▶ **Provided material**
•••••
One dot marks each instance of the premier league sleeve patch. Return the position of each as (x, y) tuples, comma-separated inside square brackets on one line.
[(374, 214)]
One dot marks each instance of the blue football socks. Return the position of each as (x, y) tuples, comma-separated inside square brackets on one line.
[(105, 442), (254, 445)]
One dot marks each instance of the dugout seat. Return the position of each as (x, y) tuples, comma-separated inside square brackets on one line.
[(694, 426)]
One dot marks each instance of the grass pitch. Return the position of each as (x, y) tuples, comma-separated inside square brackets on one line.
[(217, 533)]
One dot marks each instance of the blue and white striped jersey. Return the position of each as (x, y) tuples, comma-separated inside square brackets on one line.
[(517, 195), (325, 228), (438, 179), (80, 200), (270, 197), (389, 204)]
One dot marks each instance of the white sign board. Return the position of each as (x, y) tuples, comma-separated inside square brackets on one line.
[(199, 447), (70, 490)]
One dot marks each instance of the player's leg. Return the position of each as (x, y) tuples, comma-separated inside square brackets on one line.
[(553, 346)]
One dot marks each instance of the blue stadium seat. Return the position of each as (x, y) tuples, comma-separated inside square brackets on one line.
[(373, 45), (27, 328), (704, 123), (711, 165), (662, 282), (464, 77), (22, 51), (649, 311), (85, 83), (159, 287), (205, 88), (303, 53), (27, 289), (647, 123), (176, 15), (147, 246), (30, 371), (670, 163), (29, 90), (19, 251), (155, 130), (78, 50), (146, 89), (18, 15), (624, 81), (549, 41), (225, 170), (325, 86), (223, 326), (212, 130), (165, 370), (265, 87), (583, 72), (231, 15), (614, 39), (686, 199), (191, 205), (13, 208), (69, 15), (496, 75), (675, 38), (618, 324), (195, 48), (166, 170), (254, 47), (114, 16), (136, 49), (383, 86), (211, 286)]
•••••
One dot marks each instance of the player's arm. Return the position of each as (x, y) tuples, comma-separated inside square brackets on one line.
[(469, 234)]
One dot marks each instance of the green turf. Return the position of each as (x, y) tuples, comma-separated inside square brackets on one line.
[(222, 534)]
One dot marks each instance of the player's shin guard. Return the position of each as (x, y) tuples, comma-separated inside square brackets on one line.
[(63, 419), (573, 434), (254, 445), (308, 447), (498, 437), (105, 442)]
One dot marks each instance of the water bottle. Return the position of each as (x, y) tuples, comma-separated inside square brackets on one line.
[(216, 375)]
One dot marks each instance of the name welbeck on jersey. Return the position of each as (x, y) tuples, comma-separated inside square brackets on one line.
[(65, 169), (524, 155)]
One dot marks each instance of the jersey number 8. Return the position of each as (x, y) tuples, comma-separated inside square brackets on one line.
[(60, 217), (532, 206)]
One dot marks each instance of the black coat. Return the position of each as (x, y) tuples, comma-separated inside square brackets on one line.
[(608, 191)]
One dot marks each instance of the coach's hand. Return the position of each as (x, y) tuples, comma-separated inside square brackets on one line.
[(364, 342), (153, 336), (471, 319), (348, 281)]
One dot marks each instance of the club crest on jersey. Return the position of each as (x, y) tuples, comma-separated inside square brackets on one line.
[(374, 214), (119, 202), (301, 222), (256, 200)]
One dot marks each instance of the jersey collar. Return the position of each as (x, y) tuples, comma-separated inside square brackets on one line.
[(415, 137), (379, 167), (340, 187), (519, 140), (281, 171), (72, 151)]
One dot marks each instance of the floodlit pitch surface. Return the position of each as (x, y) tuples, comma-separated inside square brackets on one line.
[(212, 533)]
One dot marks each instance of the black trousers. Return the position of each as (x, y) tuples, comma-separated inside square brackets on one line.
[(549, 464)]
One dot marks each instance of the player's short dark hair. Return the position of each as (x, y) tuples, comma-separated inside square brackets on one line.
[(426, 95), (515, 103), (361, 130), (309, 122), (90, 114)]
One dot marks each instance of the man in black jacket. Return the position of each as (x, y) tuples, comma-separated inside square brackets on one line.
•••••
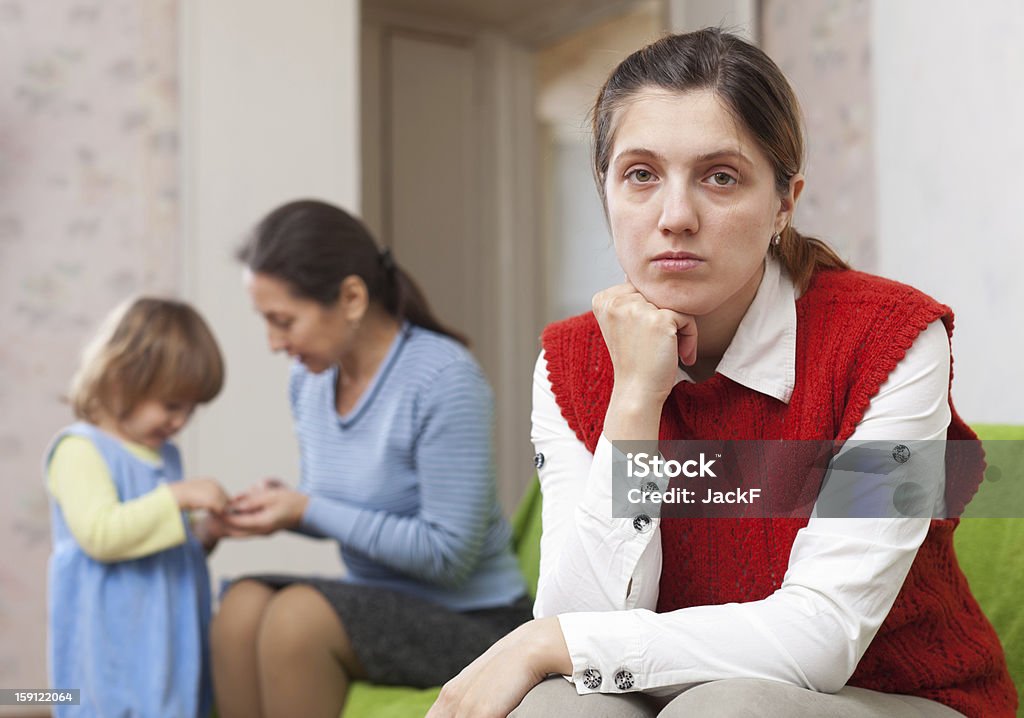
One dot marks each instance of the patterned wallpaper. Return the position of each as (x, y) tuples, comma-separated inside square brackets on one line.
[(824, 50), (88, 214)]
•••••
Reproduce word for word the stretch of the data from the line containing "One dot marks each instance of the dugout" through the line containing "86), (211, 286)]", with both of those lines included.

▶ **Task output**
One dot marks each instance of the dugout seat. Return the position of each as (x, y) tuples, comma-separated inside square brackets on one line.
[(694, 426)]
One dot marks each instance of the grass pitch. Return the position of each as (x, y) tuples, comma-separated inside square brackets on one line.
[(217, 533)]
One dot marks each instance of the blue and white striped jersey. Return the position of each as (x, y) tuples, comma-separated inside square brackets on one line.
[(517, 195), (325, 228), (438, 179), (80, 200), (270, 197), (389, 204)]
One dot marks each instance of the white sign board. Return the position of each as (x, y) tuples, comma-separated inside square brackets on one line.
[(199, 447), (70, 490)]
One dot marks each instance of the player's leg. Return the position of each as (x, y) tuples, comma-separated inside square brackets on one line.
[(553, 346)]
One dot marks each instance of the blue stadium seat. Return the position of each as (x, y) tuples, comma-separated inside square brackets on one line.
[(373, 45), (27, 328), (704, 123), (711, 165), (662, 282), (464, 77), (22, 51), (649, 311), (85, 83), (159, 287), (205, 88), (303, 53), (27, 289), (647, 123), (176, 15), (147, 246), (30, 371), (670, 163), (29, 90), (19, 251), (155, 130), (78, 50), (146, 89), (18, 15), (624, 81), (549, 41), (225, 170), (325, 86), (223, 326), (212, 130), (165, 370), (265, 87), (583, 72), (231, 15), (614, 39), (686, 199), (191, 205), (13, 208), (69, 15), (496, 75), (675, 38), (618, 324), (195, 48), (166, 170), (254, 47), (114, 16), (136, 49), (383, 86), (211, 286)]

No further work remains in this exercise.